Data excerpts
┌──

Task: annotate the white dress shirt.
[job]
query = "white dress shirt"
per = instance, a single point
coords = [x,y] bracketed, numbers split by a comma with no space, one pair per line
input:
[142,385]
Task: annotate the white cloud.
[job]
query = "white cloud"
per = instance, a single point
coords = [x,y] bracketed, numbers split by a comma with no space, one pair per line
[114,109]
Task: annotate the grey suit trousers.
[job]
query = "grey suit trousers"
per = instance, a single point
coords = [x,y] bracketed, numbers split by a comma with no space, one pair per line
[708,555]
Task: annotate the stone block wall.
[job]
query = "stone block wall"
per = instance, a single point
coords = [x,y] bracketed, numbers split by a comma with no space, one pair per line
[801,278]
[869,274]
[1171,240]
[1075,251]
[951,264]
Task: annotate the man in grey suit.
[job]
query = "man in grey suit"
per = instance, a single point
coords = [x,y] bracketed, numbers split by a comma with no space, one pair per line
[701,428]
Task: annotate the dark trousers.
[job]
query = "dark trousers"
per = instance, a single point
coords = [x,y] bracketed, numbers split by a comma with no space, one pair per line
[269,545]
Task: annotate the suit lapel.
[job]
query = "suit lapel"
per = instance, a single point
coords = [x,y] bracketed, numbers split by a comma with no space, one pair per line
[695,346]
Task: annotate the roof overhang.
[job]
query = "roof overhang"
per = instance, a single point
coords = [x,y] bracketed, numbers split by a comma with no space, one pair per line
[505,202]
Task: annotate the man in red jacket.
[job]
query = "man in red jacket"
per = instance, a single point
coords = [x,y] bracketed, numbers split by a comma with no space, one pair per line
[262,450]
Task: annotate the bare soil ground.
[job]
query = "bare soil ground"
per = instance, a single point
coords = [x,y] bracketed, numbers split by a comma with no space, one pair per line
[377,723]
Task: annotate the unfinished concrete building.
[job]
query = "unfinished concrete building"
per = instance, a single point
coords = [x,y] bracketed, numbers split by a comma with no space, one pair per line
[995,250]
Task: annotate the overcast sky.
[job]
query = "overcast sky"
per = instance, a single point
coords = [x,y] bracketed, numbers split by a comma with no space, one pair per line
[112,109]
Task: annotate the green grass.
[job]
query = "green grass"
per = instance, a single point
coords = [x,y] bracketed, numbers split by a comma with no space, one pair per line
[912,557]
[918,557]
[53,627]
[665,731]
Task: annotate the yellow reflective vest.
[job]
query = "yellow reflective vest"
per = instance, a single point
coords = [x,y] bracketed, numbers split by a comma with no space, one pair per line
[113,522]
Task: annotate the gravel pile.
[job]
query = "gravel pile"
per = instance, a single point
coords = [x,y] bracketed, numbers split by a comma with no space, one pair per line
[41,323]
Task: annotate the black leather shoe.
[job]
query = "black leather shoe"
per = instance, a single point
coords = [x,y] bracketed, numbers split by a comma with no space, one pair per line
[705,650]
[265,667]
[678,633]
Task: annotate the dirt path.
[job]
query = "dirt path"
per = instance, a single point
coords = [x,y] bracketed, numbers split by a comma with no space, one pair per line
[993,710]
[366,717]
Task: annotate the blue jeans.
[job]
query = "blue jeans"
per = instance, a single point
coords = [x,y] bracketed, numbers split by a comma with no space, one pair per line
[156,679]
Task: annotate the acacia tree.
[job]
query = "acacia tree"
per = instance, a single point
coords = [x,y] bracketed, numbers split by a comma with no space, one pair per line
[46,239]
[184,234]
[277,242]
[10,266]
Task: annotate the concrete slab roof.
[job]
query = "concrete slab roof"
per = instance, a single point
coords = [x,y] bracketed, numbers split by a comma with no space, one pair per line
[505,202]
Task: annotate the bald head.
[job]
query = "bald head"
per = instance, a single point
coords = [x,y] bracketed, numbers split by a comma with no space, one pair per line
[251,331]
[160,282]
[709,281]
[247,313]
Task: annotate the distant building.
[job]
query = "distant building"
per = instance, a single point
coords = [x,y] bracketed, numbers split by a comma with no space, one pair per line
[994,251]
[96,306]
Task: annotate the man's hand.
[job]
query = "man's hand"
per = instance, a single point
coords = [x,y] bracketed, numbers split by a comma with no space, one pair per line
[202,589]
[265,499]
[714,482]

└──

■ Your assignment ■
Every single record must be transcribed exactly as it stands.

■ Your response ■
Task: annotate the white dress shirt.
[job]
query = "white dress shirt"
per = instance, a single point
coords = [x,y] bracketed, numbers split by a comma with no space, one pair per line
input:
[142,385]
Task: annotate the white cloud.
[job]
query = "white cloud"
per = instance, a single point
coords = [x,y] bracketed, numbers split by a comma with no space, one pair per line
[114,109]
Task: annotate the grey suit trousers.
[job]
query = "grey suit trousers"
per = instance, a single point
coords = [x,y] bracketed, numbers split by a comma with no space, one pair per line
[708,555]
Task: annotate the stone block wall.
[job]
query = "stone block wall"
per = instance, a single point
coords = [x,y] bracketed, numbers split by a comma with no space, one pair per line
[801,278]
[869,274]
[1171,240]
[1075,251]
[951,264]
Task: annotate the man in grey suit.
[job]
query = "man in grey suit"
per = instance, a single point
coords = [x,y] bracketed, numbers split by a comma with no space, one pair per line
[701,428]
Task: annotate the dark trousers.
[job]
query = "dark trousers"
per = instance, a single point
coords = [x,y] bracketed, numbers split by a comma with no space, one pair per line
[269,545]
Task: annotate the suit lapel.
[job]
query = "suit lapel"
per = instance, a single point
coords = [x,y] bracketed, numbers split by a comma with no space, one pair per line
[695,346]
Task: annotate the roof overhang.
[job]
query = "roof overhang"
per = instance, a single point
coords = [x,y] bracketed, numbers split by a comma with no space, one pair per line
[505,202]
Task: annotate the man in red jacket.
[job]
query = "man in red jacket"
per = instance, a single point
coords = [x,y] bracketed, numbers split by a comma with no space, one pair per line
[262,450]
Task: annotate the bare soil ground.
[job]
query = "bare soil ground"
per = instance, a single point
coords = [x,y] bracketed, numbers split by a comma with no space, one pair per line
[377,723]
Task: annotate the unfinished concrete building.
[job]
query = "unfinished concrete building"
per = instance, a single point
coords = [x,y] bracketed, numbers split by a comma with no space, one pair per line
[995,250]
Task: annotate the overcast sky.
[job]
query = "overcast sky"
per = instance, a single point
coords = [x,y] bracketed, numbers split by a comma with no space, one pair per line
[112,109]
Task: annotate the green grass.
[job]
query = "green grass"
per = instance, a single point
coords = [x,y] bracketed, numbers split by a comma with no space, one pair per line
[912,557]
[918,557]
[53,627]
[665,731]
Task: annotate the yellow reflective vest.
[job]
query = "yellow reflective vest"
per = instance, a single point
coords = [x,y] bracketed, numbers split by a comma with no space, one pair per line
[113,522]
Task: annotate the gravel pile.
[job]
query = "gravel pile"
per = instance, a single point
coords = [x,y] bracketed, numbers split by a comma with no space, one pair per line
[41,323]
Task: annotate the black leather shoe.
[job]
query = "black leather shoe"
per = instance, a single point
coords = [x,y] bracketed, numbers split by a comma with no space, one pair per line
[705,650]
[265,667]
[678,633]
Task: annotate the dirt path.
[job]
query = "dirt path"
per = instance, a single point
coords = [x,y] bracketed, numbers split by a comma with no space, one pair per line
[993,710]
[366,717]
Task: annotate the blue jeans.
[job]
query = "blue jeans"
per = instance, a single point
coords = [x,y] bracketed, numbers split by a comma with no space, one pair per line
[156,679]
Task: annotate the acacia tree.
[job]
query = "acacia tree"
per = instance, a single point
coords = [x,y] bracketed, numbers split by a comma with no space, one pair per line
[46,239]
[184,234]
[277,242]
[10,266]
Task: annotate the concrete slab roof.
[job]
query = "concrete slab roof"
per = instance, a single point
coords = [x,y] bracketed, numbers split by a comma with no space, one pair per line
[505,202]
Task: annotate the bald head.
[job]
query = "bald head"
per = instance, a single point
coords = [x,y] bracketed, numbers split by a comma with no space, one pair per line
[251,331]
[160,282]
[709,281]
[247,313]
Task: annotate the distant building.
[job]
query = "distant building"
per = instance, a single point
coords = [x,y] bracketed, numbers split by a comma with no space, one pair per line
[994,251]
[96,306]
Task: annotate the man's hand.
[job]
query = "man's hand"
per = instance, a single point
coords = [x,y] bracketed, numbers split by a comma with no space, one pair per line
[202,589]
[265,499]
[714,482]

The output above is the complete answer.